** Prompt **
Would you restate the entries below word for word, starting at the first line and ending with the one that has "Target: car hood"?

Segment Start: Provided material

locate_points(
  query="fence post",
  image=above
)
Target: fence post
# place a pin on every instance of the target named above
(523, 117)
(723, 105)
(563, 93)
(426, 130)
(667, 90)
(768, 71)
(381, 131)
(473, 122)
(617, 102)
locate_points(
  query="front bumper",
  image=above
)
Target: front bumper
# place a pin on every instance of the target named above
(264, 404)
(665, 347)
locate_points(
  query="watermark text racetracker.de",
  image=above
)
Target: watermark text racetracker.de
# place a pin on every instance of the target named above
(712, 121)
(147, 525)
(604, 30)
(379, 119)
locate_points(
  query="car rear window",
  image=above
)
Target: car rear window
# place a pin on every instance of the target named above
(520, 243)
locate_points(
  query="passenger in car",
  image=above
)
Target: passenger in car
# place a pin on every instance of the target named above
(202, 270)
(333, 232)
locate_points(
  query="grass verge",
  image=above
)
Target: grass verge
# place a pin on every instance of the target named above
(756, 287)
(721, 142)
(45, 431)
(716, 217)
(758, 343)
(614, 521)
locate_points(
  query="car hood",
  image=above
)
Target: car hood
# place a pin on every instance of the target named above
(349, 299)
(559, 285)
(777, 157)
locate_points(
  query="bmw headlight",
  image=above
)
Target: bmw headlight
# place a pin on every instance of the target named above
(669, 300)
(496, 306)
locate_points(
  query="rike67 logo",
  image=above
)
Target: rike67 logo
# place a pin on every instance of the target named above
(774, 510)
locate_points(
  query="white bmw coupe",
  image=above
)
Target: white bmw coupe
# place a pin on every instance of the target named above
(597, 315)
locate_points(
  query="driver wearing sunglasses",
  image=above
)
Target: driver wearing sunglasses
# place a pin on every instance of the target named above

Segment End: Provided material

** Solution for this task **
locate_points(
  query="fence post",
  image=above
)
Target: fence post
# place a pin on every instance of the target named above
(523, 117)
(723, 105)
(563, 93)
(426, 130)
(667, 90)
(768, 71)
(381, 131)
(473, 122)
(617, 102)
locate_points(
  query="front bumper",
  image=above
)
Target: front bumper
# place a pin on every instance of the target named above
(264, 404)
(665, 347)
locate_points(
  query="watermark text racetracker.de",
  image=above
)
Target: watermark text racetracker.de
# place a pin on every instance of the target named above
(712, 121)
(147, 525)
(604, 30)
(379, 119)
locate_points(
  query="car rear window",
  image=above
)
Target: car rear window
# place a pin on every instance of the target named above
(520, 243)
locate_points(
  query="passenger in car",
  image=above
)
Target: passenger in car
# place a pin on every instance of the target named above
(202, 270)
(333, 232)
locate_points(
  query="grass verge",
  image=above
)
Target: grass verge
# place a pin on every instance of the target named above
(756, 287)
(721, 142)
(45, 431)
(716, 217)
(758, 343)
(614, 521)
locate_points(
  query="car hood",
  image=above
)
Target: car hood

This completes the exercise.